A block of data
+--

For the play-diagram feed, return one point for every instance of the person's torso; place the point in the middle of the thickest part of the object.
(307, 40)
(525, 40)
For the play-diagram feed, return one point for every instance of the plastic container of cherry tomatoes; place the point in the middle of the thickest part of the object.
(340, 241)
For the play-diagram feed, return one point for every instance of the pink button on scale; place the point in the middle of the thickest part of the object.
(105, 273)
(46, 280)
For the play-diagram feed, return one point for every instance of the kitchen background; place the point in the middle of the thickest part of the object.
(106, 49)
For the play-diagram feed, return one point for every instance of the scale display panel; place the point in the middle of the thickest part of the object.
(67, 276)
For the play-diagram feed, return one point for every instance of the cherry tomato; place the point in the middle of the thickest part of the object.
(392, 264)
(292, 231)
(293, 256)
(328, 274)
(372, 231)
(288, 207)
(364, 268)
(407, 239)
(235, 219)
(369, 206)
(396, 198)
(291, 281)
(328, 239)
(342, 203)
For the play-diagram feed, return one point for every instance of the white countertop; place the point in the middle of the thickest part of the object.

+--

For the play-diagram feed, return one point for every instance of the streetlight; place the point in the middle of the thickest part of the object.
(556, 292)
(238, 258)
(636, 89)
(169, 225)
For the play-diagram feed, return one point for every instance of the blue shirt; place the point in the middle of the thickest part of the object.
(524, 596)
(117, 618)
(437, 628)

+--

PROBLEM DESCRIPTION: Express the lines of the material starting at the one containing "of the person's" and ending at the one containing "of the white" as a Markdown table with the columns No. and Line. Number each row and leave out any blank lines.

RESPONSE:
| No. | Line |
|---|---|
| 1 | For the play-diagram feed, return one point for every instance of the person's torso; place the point in the middle of the thickest part of the object. |
| 2 | (307, 40) |
| 3 | (525, 40) |
| 4 | For the play-diagram feed, return one point for every instance of the plastic container of cherry tomatoes; place the point in the middle of the thickest part of the object. |
| 5 | (340, 241) |
| 6 | For the play-diagram feed, return one point for every instance of the pink button on scale; place the point in the middle of the thickest part of the object. |
| 7 | (105, 273) |
| 8 | (46, 280) |
| 9 | For the play-diagram feed, return one point for every instance of the kitchen background; place the point in the middle of the thickest part of the object. |
| 10 | (106, 49) |
| 11 | For the play-diagram feed, return one point for every instance of the scale display panel; place the point in the middle of the thickest part of the object. |
| 12 | (67, 276) |
| 13 | For the play-diagram feed, return one point for every instance of the cherry tomato; place the point in the middle of the thickest part of the object. |
| 14 | (392, 264) |
| 15 | (292, 231) |
| 16 | (293, 256) |
| 17 | (328, 274) |
| 18 | (372, 231) |
| 19 | (288, 207) |
| 20 | (364, 268) |
| 21 | (407, 239) |
| 22 | (235, 219) |
| 23 | (369, 206) |
| 24 | (396, 198) |
| 25 | (291, 281) |
| 26 | (328, 239) |
| 27 | (342, 203) |
| 28 | For the play-diagram feed, return one point for every instance of the white countertop; place the point in the middle of the thickest part of the object. |